- SOURCE MATERIAL:

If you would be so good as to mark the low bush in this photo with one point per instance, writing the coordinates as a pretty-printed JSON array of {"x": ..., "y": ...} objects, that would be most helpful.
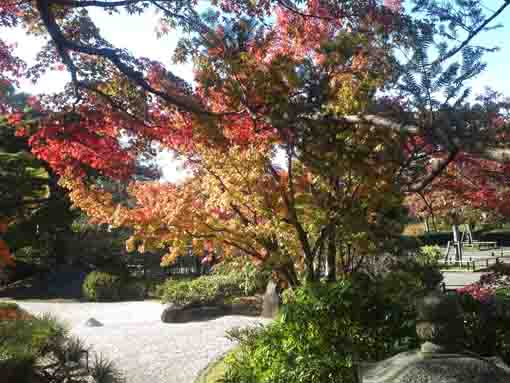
[
  {"x": 486, "y": 320},
  {"x": 40, "y": 350},
  {"x": 251, "y": 278},
  {"x": 322, "y": 331},
  {"x": 103, "y": 286},
  {"x": 201, "y": 290}
]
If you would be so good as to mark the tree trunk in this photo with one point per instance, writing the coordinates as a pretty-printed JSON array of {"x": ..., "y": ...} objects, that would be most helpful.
[
  {"x": 457, "y": 242},
  {"x": 309, "y": 269},
  {"x": 331, "y": 257},
  {"x": 426, "y": 223}
]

- WORK TASK: Repeat the listing verbatim. Skip the pictures.

- ANSWER SPACE:
If you would be so good as to mark the low bush in this photo with one point per instance, writing the coordinates as a pretty-printed JSON array of {"x": ..., "y": ...} objects, that would be most helpful.
[
  {"x": 486, "y": 320},
  {"x": 40, "y": 350},
  {"x": 251, "y": 278},
  {"x": 322, "y": 331},
  {"x": 103, "y": 286},
  {"x": 201, "y": 290}
]
If you would be so good as to mark the tree trunk in this photo with one point per instance, writing the coordinates as a pretty-printed JSON array of {"x": ..., "y": ...} objects, that would be most helpful.
[
  {"x": 457, "y": 242},
  {"x": 309, "y": 269},
  {"x": 331, "y": 257},
  {"x": 426, "y": 223}
]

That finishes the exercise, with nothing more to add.